Exercise task:
List each line in the data below that contains the word "beak".
***
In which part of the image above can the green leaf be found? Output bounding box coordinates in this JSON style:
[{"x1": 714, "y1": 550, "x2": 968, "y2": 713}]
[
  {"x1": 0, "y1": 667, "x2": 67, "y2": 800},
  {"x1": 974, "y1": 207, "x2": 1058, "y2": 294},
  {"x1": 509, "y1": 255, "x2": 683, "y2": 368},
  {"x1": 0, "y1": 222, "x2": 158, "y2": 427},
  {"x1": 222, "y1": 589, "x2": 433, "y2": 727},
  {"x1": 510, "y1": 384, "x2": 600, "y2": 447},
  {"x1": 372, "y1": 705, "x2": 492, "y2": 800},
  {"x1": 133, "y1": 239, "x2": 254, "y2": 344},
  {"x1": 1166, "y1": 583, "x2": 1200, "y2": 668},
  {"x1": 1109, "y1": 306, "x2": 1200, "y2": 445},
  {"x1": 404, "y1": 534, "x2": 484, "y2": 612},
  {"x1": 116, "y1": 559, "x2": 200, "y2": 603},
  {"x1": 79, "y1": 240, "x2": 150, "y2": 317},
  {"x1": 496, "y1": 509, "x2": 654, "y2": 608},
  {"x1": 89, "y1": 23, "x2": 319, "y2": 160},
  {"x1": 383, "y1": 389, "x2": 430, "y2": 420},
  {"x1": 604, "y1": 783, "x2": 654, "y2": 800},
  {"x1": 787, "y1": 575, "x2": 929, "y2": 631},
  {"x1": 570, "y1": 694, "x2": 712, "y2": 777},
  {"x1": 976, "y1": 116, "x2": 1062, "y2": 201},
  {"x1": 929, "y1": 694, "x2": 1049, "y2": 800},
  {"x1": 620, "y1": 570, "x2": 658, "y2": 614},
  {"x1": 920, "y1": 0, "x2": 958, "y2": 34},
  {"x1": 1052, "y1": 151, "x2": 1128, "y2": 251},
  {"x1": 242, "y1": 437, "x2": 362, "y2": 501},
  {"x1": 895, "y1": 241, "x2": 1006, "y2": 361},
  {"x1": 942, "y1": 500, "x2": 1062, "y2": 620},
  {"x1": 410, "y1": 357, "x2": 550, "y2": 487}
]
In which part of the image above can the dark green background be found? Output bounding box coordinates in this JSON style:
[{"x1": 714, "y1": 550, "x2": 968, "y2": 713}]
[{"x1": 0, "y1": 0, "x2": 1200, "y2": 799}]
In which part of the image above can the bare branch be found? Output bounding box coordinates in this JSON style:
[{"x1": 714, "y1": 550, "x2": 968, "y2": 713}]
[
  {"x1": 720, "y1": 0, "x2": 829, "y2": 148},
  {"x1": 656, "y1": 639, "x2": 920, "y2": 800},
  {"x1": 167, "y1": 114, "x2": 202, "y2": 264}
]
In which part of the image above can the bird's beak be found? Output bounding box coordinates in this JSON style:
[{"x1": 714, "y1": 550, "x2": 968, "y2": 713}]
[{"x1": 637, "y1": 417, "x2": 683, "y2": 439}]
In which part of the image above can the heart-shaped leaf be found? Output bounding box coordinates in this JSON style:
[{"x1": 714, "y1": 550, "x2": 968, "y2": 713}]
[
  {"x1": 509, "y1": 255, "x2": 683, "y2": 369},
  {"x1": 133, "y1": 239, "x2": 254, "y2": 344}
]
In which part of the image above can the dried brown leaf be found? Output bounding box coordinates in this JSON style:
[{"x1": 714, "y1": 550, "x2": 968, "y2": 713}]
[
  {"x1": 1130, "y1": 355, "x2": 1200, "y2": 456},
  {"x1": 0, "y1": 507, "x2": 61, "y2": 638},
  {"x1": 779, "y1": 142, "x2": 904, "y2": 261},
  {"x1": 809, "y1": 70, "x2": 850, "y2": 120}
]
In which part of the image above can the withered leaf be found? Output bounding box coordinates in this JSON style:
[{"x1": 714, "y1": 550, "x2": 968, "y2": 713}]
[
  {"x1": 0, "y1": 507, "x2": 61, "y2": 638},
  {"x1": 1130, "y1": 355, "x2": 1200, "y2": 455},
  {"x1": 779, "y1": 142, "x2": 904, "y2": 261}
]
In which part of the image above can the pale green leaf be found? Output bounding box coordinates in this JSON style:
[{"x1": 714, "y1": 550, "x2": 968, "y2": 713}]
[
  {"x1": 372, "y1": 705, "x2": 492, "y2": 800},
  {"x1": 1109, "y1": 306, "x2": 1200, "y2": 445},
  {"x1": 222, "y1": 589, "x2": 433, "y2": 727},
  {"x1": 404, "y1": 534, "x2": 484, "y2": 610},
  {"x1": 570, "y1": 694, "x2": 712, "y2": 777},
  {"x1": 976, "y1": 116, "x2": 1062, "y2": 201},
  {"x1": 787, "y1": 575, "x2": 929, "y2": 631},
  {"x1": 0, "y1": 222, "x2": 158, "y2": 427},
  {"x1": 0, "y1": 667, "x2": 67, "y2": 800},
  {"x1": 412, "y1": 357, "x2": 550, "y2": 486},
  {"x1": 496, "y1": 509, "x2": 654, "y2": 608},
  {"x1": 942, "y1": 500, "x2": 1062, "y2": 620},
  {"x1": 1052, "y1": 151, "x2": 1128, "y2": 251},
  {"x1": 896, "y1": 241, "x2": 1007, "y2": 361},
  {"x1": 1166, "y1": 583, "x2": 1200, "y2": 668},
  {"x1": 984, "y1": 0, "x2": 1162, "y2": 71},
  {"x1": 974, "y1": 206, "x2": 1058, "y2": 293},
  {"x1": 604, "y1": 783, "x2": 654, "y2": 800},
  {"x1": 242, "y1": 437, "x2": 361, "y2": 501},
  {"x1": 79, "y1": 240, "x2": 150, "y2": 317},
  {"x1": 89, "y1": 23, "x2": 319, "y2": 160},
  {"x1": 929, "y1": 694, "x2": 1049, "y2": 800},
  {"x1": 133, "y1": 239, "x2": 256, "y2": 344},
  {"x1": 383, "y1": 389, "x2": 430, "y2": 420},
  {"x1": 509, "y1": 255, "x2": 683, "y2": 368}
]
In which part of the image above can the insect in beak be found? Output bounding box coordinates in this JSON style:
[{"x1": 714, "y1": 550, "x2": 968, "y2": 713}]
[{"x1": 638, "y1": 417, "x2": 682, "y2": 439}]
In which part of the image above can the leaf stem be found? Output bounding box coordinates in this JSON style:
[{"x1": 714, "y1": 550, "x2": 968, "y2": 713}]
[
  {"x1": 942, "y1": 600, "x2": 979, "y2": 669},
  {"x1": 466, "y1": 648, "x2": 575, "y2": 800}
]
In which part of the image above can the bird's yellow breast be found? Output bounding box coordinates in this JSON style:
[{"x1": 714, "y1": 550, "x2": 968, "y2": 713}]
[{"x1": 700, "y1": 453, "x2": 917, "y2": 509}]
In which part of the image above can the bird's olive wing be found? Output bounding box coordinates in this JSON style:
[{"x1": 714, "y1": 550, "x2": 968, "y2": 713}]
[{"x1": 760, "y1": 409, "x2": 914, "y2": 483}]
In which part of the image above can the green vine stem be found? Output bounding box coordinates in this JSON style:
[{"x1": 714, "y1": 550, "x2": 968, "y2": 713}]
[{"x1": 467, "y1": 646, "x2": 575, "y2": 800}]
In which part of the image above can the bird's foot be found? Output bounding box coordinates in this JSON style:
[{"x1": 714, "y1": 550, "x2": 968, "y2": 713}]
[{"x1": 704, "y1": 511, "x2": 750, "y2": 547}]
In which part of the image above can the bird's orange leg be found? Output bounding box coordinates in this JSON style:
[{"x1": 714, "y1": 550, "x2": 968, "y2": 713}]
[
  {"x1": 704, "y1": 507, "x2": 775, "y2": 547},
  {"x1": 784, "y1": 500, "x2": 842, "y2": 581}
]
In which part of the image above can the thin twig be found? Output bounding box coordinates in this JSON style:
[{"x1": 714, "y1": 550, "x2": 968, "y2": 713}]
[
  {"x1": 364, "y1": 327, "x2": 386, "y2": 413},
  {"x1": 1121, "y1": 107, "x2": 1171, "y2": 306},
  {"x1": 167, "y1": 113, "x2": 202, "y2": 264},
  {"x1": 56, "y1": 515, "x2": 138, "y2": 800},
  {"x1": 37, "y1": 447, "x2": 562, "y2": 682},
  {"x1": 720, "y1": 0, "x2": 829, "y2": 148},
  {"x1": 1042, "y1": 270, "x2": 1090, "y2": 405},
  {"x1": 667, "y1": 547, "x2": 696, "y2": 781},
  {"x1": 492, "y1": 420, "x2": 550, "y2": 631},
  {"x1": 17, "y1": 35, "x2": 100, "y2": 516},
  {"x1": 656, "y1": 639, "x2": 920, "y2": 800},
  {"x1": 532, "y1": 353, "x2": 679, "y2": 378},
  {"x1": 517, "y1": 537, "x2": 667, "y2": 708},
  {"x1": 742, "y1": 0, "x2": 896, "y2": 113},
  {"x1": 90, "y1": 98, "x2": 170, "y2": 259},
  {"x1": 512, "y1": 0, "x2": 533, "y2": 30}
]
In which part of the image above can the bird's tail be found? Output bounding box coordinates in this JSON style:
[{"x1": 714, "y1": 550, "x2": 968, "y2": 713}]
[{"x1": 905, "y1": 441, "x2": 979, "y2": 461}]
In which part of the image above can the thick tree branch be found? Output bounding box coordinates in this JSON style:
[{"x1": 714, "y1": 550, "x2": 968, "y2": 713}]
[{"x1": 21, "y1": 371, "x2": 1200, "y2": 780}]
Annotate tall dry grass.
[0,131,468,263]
***
Answer below:
In which part of the image above can the bird's beak be found? Output bounding box coordinates in this JSON style:
In which part of the image above can the insect in beak be found? Output bounding box coordinates in this JSON style:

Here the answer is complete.